* Set task *
Copy the listing below, starting at the line that has "railing in the photo above." and continuing through its final line, requests included, and add 147 to each number in the pixel coordinates given as answers.

* Entries supplied *

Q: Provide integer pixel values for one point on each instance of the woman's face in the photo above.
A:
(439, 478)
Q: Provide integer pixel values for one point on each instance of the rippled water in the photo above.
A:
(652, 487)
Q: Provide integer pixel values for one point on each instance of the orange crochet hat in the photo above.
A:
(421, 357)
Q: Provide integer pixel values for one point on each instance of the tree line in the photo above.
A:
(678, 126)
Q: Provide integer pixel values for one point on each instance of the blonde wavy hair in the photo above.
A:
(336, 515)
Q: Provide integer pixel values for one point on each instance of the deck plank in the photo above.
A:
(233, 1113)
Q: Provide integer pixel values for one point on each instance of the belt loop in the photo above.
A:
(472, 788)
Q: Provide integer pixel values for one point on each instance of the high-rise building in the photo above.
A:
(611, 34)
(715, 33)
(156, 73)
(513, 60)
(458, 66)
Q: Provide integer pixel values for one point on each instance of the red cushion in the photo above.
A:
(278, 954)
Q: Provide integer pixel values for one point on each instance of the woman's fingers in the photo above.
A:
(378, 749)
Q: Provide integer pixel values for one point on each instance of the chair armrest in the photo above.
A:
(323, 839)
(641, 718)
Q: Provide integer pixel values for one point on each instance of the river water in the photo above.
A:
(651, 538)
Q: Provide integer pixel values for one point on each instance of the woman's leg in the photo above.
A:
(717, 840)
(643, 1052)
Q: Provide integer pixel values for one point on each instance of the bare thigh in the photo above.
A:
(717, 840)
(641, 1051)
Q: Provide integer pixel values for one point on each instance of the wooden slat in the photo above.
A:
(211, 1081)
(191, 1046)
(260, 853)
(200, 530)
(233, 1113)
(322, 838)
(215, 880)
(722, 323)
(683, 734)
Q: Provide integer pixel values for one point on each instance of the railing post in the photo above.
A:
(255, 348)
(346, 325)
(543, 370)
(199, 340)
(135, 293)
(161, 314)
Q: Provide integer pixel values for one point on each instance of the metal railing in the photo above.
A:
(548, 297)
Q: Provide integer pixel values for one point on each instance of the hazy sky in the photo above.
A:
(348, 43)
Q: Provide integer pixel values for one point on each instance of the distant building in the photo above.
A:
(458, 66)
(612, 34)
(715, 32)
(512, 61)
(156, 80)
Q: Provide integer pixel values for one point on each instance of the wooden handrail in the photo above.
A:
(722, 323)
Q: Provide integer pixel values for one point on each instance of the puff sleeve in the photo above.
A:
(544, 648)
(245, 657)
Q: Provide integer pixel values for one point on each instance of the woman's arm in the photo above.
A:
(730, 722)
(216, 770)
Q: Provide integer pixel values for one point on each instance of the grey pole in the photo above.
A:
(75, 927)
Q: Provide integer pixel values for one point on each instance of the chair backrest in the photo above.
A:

* Response to this task *
Q: Provide integer pixel values for one point on each instance of the metal railing in the photo above.
A:
(695, 444)
Q: Provide integer pixel values for one point on each instance of the hazy sky in the photo above.
A:
(495, 190)
Q: Provide integer pixel values for one point on each instance of the distant building in the photo above.
A:
(605, 213)
(759, 181)
(862, 179)
(659, 208)
(303, 227)
Q: Provide integer pixel values for one point on each instance of the wooden handrail in the photo above.
A:
(869, 470)
Q: Provide integer pixel values for one point on each instance of the puff sleeve in the photo above.
A:
(691, 795)
(392, 804)
Q: Provide integer pixel values for one point on each instance of the woman's arm in the photo above.
A:
(877, 869)
(363, 917)
Q: Provide integer pixel values for one point on each instance of the grey pole in the photo above.
A:
(222, 1074)
Q: Provide integer pixel values for one point on each instance of the chair backrest in the photo above.
A:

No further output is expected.